[Given entries]:
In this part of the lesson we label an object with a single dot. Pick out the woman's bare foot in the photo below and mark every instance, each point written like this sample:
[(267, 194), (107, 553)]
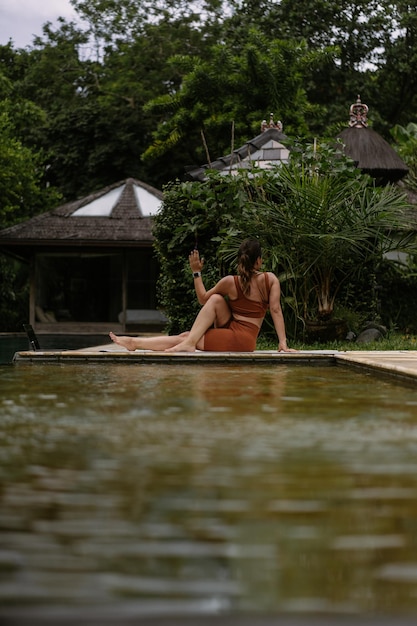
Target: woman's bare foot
[(183, 346), (126, 342)]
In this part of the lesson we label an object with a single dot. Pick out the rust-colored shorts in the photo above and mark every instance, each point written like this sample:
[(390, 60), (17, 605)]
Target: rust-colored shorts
[(237, 336)]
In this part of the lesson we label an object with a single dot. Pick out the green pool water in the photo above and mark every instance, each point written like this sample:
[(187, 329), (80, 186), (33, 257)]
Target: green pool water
[(178, 490)]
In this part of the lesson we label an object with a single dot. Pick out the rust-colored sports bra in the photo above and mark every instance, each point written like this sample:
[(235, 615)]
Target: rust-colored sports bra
[(249, 308)]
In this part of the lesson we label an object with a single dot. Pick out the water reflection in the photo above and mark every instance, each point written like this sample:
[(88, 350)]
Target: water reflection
[(152, 490)]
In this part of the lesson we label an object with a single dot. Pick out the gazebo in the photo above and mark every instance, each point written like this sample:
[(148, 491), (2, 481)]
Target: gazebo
[(92, 265)]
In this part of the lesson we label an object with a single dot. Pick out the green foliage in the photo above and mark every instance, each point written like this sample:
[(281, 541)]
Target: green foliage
[(193, 215), (323, 226), (14, 294)]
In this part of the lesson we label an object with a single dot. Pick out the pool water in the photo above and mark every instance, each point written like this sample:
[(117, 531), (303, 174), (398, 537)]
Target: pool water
[(155, 490)]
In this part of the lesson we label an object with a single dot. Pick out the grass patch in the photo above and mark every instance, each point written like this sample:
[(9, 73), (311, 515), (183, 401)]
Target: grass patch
[(393, 341)]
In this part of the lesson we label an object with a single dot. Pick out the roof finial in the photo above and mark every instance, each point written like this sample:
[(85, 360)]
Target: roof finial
[(272, 124), (358, 114)]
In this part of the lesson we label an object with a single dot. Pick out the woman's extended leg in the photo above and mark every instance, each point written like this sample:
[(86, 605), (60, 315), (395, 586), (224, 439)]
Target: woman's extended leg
[(162, 342), (216, 311)]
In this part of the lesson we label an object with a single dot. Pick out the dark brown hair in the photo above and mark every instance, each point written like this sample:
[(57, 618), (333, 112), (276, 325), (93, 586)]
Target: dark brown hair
[(248, 254)]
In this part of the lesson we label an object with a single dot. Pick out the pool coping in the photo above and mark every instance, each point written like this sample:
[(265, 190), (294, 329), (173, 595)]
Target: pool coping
[(401, 364)]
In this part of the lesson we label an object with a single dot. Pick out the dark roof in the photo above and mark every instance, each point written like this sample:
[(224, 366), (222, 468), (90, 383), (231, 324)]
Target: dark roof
[(273, 152), (127, 222), (372, 154)]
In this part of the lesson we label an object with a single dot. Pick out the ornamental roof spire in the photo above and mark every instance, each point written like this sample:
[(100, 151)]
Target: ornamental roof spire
[(358, 114)]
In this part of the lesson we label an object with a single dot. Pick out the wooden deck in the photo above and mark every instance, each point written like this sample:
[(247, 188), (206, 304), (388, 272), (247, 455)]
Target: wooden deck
[(399, 364)]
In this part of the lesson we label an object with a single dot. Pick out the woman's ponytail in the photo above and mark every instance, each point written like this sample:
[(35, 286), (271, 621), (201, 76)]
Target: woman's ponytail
[(248, 254)]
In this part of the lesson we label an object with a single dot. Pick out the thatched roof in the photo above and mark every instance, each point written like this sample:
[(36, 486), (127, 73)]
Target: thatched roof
[(264, 150), (371, 153), (119, 215)]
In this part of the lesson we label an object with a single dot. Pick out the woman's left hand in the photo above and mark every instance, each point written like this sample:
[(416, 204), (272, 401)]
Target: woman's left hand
[(196, 263)]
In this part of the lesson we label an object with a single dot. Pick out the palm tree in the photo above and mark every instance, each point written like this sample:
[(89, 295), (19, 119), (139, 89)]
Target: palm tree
[(325, 228)]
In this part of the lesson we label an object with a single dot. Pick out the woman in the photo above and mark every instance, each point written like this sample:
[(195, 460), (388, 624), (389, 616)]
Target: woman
[(222, 325)]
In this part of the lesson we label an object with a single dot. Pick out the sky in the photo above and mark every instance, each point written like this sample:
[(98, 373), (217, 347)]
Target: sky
[(20, 20)]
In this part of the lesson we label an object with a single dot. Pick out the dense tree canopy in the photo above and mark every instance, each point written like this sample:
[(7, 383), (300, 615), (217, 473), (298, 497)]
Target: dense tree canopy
[(147, 87)]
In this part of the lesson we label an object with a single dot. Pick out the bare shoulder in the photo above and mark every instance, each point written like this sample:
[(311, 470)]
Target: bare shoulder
[(272, 278)]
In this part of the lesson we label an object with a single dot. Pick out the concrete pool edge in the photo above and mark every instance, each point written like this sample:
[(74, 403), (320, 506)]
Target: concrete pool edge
[(400, 364)]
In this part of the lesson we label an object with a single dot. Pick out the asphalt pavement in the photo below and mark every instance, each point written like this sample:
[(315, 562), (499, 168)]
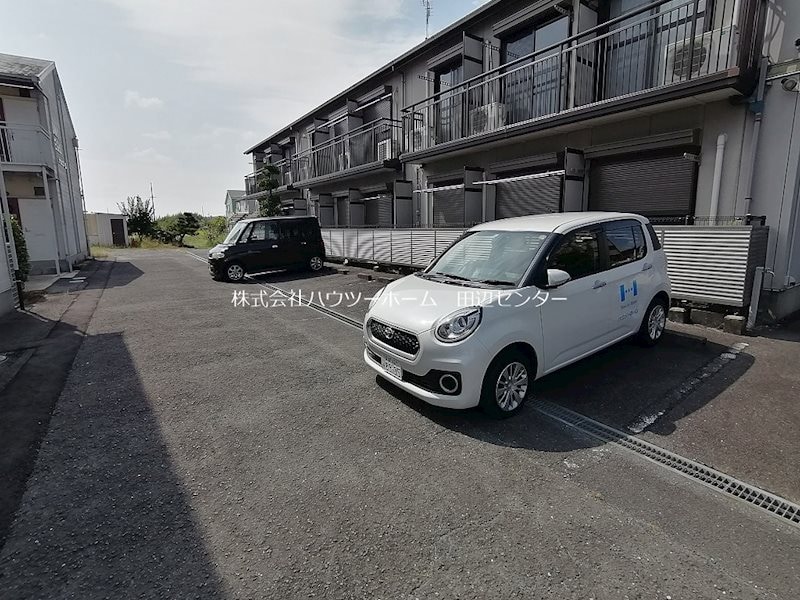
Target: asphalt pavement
[(202, 448)]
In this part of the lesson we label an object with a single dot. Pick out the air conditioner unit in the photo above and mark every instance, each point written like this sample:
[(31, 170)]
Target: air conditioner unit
[(487, 118), (385, 150), (708, 53)]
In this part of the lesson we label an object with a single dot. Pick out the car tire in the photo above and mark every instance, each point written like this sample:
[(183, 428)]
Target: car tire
[(653, 324), (315, 263), (234, 272), (507, 384)]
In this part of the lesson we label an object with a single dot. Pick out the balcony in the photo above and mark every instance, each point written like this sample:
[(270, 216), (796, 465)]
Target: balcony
[(25, 146), (284, 177), (656, 53), (372, 146)]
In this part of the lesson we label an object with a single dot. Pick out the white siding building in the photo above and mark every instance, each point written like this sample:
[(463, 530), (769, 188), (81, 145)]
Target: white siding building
[(40, 183)]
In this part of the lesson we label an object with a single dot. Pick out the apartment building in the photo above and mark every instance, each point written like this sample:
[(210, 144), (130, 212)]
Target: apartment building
[(40, 183), (682, 110)]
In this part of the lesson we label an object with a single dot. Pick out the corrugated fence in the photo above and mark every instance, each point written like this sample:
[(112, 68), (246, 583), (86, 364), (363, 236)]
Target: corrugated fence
[(706, 264)]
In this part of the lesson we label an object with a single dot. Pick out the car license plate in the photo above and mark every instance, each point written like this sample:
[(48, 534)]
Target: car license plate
[(392, 368)]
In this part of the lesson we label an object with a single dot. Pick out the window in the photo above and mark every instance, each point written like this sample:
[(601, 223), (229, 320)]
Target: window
[(578, 254), (625, 241), (534, 88), (654, 237), (263, 231)]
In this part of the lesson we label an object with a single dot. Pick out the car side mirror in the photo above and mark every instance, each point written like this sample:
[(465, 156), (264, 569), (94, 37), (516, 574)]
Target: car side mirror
[(557, 277)]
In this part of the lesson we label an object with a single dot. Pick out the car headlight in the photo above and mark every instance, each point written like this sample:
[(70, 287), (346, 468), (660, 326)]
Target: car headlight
[(374, 300), (458, 325)]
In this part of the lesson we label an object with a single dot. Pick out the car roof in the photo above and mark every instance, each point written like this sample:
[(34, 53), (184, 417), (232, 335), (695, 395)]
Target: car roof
[(554, 222), (281, 218)]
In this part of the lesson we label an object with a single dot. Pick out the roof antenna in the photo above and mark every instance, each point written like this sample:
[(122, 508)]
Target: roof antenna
[(428, 6)]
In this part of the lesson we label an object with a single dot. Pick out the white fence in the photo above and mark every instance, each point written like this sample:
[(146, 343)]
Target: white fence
[(706, 264)]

[Set exercise]:
Render all of the lines above as a numbered list, omitting any blank lines and leaving the pictures out.

[Task answer]:
1. In this part of the lesson we label an object with a single dot. Pick out the woman's bare foot in the photo below and mark every instance, each point written like this sample:
2. [(267, 194), (107, 553)]
3. Target: woman's bare foot
4. [(183, 346), (126, 342)]
5. In this part of the lesson we label an object with a single dot. Pick out the rust-colored shorts in the photo above and mark every instance, each point written like this sample:
6. [(390, 60), (17, 605)]
7. Target: rust-colored shorts
8. [(237, 336)]
9. In this part of the lesson we label an object with a single dot. Pick out the green pool water in the photo above and mark every instance, each point written like this sample:
10. [(187, 329), (80, 186), (33, 257)]
11. Target: green pool water
12. [(178, 490)]
13. In this part of the lesson we label an object with a single dot. Pick out the rust-colored sports bra in the photo above and mark every instance, each point written like this sample:
14. [(235, 615)]
15. Target: rust-colored sports bra
16. [(249, 308)]
17. In this part of the lesson we label an object with a single dot. Pick out the water reflection in the photo above and mark every instance, each point written like this sample:
18. [(88, 350)]
19. Target: water reflection
20. [(152, 490)]
21. In this part of the lesson we label an object with a single dot. Pick out the gazebo in the photo above and mark every instance, each point written like this sample:
22. [(148, 491), (2, 481)]
23. Target: gazebo
24. [(92, 265)]
25. In this part of the lesson we label an object with a single dot. Pick out the green foliage in the photo above and mark every instance, each point written like this sample:
26. [(281, 541)]
27. Target: green foliage
28. [(193, 215), (323, 226), (14, 294)]
29. In this part of the lesson we label an object with a single dot. Pick out the pool water in the photo above and mark every instance, each point written like this sample:
30. [(117, 531), (303, 174), (398, 537)]
31. Target: pool water
32. [(155, 490)]
33. In this part of the lesson we label an object with a single dot. Pick out the grass patch in the photo above and mark every instance, each point written like this sample:
34. [(9, 73), (311, 515), (183, 401)]
35. Target: grass patch
36. [(393, 341)]
37. In this part of the lesson we label an object with a single dot. Pick out the roof finial in the photo above and mark every instance, each point written like this sample:
38. [(85, 360)]
39. Target: roof finial
40. [(272, 124), (358, 114)]
41. In this part of the lesson we label an object with a single dot. Pick out the woman's extended leg in the photo above and mark every instance, each point written like this sample:
42. [(86, 605), (60, 315), (395, 586), (224, 439)]
43. Target: woman's extended leg
44. [(162, 342), (216, 311)]
45. In this part of the lesson we label an object with a single dot. Pick out the dark brown hair in the photo above and mark every instance, each point written like this sample:
46. [(57, 618), (333, 112), (276, 325), (93, 586)]
47. Target: dark brown hair
48. [(248, 254)]
49. In this part of the lesson we label an object with a single dot. Pick out the pool coping in the photo above and mark every instance, each point written like this sample:
50. [(265, 190), (294, 329), (173, 595)]
51. Target: pool coping
52. [(401, 364)]
53. In this part of the lesson we label an object with a single dot. Pick out the dark roof in the photo above and mark every instance, each point written like this sample:
54. [(224, 366), (222, 468), (90, 383), (231, 324)]
55. Target: dark roof
56. [(273, 152), (127, 222), (372, 154)]
57. In this part of the lesson we label an object with a single dot. Pick out the ornamental roof spire in the photo above and mark every instance, each point written like this sample:
58. [(100, 151)]
59. Target: ornamental roof spire
60. [(358, 114)]
61. In this part of the lesson we label an object with a single dot. Pick out the wooden deck in the photo above and mark every instance, each point written like this sample:
62. [(247, 188), (206, 304), (388, 272), (247, 455)]
63. Target: wooden deck
64. [(399, 364)]
65. In this part of the lesson we label an object with a single dot. Pick out the woman's ponytail in the photo above and mark every instance, each point written like this sample:
66. [(35, 286), (271, 621), (201, 76)]
67. Target: woman's ponytail
68. [(248, 254)]
69. In this part of the lesson we label an object with a single dot. Pick out the thatched roof in the photo above and mark every instance, each point written like this sample:
70. [(36, 486), (127, 73)]
71. Target: thatched roof
72. [(264, 150), (371, 153), (119, 215)]
73. In this part of the lesson we label an object with a single dot. Pick out the woman's left hand in the photo above and mark every instance, each point written like this sample:
74. [(416, 204), (272, 401)]
75. Target: woman's left hand
76. [(196, 263)]
77. In this part of the lesson we label an object with a single dot. Pick out the palm tree in the photo above and mark every instance, each point written like this sample:
78. [(89, 295), (19, 119), (139, 89)]
79. Target: palm tree
80. [(325, 228)]
81. In this part of the lesson we label an object with a single dot. Pick out the woman in the photo above and mark every instance, each point written like this sample:
82. [(195, 460), (388, 624), (389, 616)]
83. Target: woman
84. [(222, 325)]
85. In this part of the lesson we label an object with a single dot. Pick out the sky in the photo above and mark every instance, each point written like this sample:
86. [(98, 373), (217, 347)]
87. Target: sky
88. [(20, 20)]
89. In this part of the lesson we label an object with a single dot. Pick out the dense tree canopy in the photo above and mark every instance, each point written like this sample:
90. [(7, 383), (300, 615), (217, 473), (298, 497)]
91. Target: dense tree canopy
92. [(147, 87)]
93. In this part of the lesson we label an object with a single dot. Pick out the bare shoulder in the photo above and mark every instance, each point written like this sample:
94. [(311, 470)]
95. Target: bare shoulder
96. [(272, 278)]
97. In this part of the lesson we label an object with a single dot. Pick out the concrete pool edge in the photo above and mark every instance, each point written like this sample:
98. [(74, 403), (320, 506)]
99. Target: concrete pool edge
100. [(400, 364)]
101. In this part of the lesson we label an object with a single dot. Pick out the asphalt pavement in the photo below and mark every instance, each point written like this sample:
102. [(315, 562), (499, 168)]
103. Target: asphalt pavement
104. [(202, 448)]
105. In this part of the lesson we label an object with a single dot. Pick out the air conditioner unit in the photo above and mark every instance, each point written like this sample:
106. [(31, 170)]
107. Target: air conditioner unit
108. [(487, 118), (385, 150), (708, 53)]
109. In this part of the lesson we label an object with a single dot. Pick out the car tire in the photo above and mark every instance, each point written like this sample:
110. [(183, 428)]
111. Target: car tire
112. [(653, 324), (315, 263), (234, 272), (507, 384)]
113. In this part of the lesson we label an object with a single dot. Pick out the balcony in the photo above and mark every instance, each point written like this sample:
114. [(270, 216), (796, 465)]
115. Target: balcony
116. [(25, 146), (284, 177), (656, 53), (372, 146)]
117. In this part of the lesson we label an object with a single dot. Pick out the white siding building in the photo above and mark every instance, each point written like this sample:
118. [(463, 530), (769, 188), (81, 145)]
119. Target: white siding building
120. [(40, 183)]
121. In this part of the lesson we label an object with a single dot. Pick out the apartment building in the photo above and mark every instance, each point written like this sample:
122. [(210, 144), (130, 212)]
123. Target: apartment building
124. [(40, 183), (682, 110)]
125. In this part of the lesson we label an object with a single dot. Pick out the corrugated fence in the photo above and mark every instance, each point written like this sample:
126. [(112, 68), (246, 583), (86, 364), (363, 236)]
127. Target: corrugated fence
128. [(706, 264)]
129. In this part of the lesson we label an object with a single dot. Pick out the car license plate in the photo above and mark every instance, each point written like this sample:
130. [(48, 534)]
131. Target: car license plate
132. [(392, 368)]
133. In this part of the lesson we label an object with a single dot. Pick out the window in the photo above and mark every instance, each point written like this sample:
134. [(601, 223), (229, 320)]
135. Target: window
136. [(578, 254), (625, 241), (534, 88), (654, 237), (263, 231)]
137. In this part of the lesson we label an object with a single dot. Pick out the car side mirror in the photo above and mark every instance, each point written like this sample:
138. [(465, 156), (264, 569), (94, 37), (516, 574)]
139. Target: car side mirror
140. [(557, 277)]
141. In this part of the lesson we label an object with a single dot. Pick out the car headlight in the photo above and mark every instance, each point written like this sample:
142. [(70, 287), (346, 468), (660, 326)]
143. Target: car headlight
144. [(374, 300), (458, 325)]
145. In this part of the lesson we label an object with a single dot. Pick out the car roof in the photo above and mark every instance, each point written like this sample:
146. [(34, 53), (184, 417), (232, 335), (695, 395)]
147. Target: car roof
148. [(554, 222), (281, 218)]
149. In this part of the lesson we label an object with a single dot. Pick out the roof antenna in the photo above and mark every instance, each point written like this sample:
150. [(122, 508)]
151. Target: roof antenna
152. [(428, 6)]
153. In this part of the lesson we label an object with a single dot. Pick out the white fence in the photo above and mark every instance, each point written like this sample:
154. [(146, 343)]
155. Target: white fence
156. [(706, 264)]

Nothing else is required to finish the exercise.